SHORT TASK
Repeat exactly the lines of the listing from the line containing "TARGET = crane's leg" through its last line, and nothing beyond them.

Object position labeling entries
━━━━
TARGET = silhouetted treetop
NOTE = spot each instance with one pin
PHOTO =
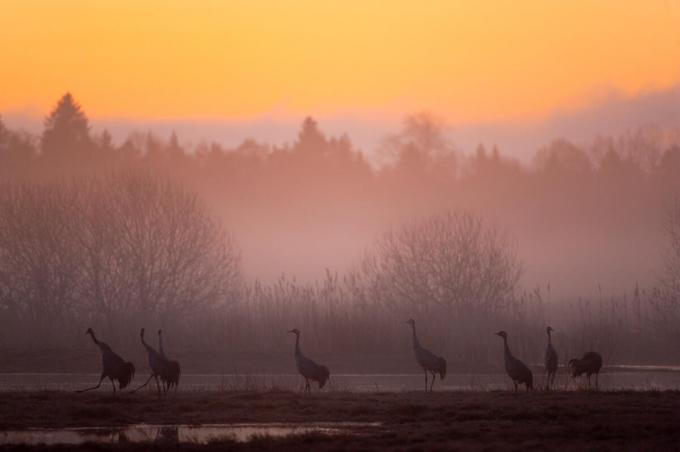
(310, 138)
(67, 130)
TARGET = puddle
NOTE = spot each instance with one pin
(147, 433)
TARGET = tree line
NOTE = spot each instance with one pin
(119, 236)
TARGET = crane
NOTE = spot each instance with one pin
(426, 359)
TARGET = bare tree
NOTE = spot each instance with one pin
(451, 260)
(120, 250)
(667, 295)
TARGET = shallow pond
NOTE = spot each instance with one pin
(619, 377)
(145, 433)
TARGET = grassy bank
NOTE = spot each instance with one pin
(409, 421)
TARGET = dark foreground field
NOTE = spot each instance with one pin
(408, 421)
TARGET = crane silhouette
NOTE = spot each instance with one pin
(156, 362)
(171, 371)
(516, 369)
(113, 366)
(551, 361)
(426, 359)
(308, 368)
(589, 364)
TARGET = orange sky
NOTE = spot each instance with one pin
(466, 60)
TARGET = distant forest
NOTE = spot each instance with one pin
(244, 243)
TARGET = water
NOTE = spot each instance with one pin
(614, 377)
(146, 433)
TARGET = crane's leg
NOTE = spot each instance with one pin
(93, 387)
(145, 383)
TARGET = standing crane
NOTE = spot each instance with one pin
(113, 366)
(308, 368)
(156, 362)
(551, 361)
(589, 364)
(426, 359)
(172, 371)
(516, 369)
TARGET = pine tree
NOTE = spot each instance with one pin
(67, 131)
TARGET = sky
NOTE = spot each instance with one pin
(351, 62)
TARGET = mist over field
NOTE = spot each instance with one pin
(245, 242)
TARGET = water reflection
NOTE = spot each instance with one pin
━━━━
FINAL ANSWER
TARGET = crane's leg
NOTE = spot each instance with one pin
(93, 387)
(145, 383)
TARGET = standing crane
NOTE = spot each instance with one pin
(113, 366)
(308, 368)
(156, 362)
(551, 361)
(589, 364)
(426, 359)
(172, 371)
(516, 369)
TARGET = pine tree
NOTE = spot each instance with one pin
(67, 131)
TARGET = sky
NOTE = spot each instance with one pin
(351, 62)
TARGET = mist over field
NOTE = spot each instance with one pin
(245, 242)
TARGET = water reflection
NOTE = spot each instance with one pin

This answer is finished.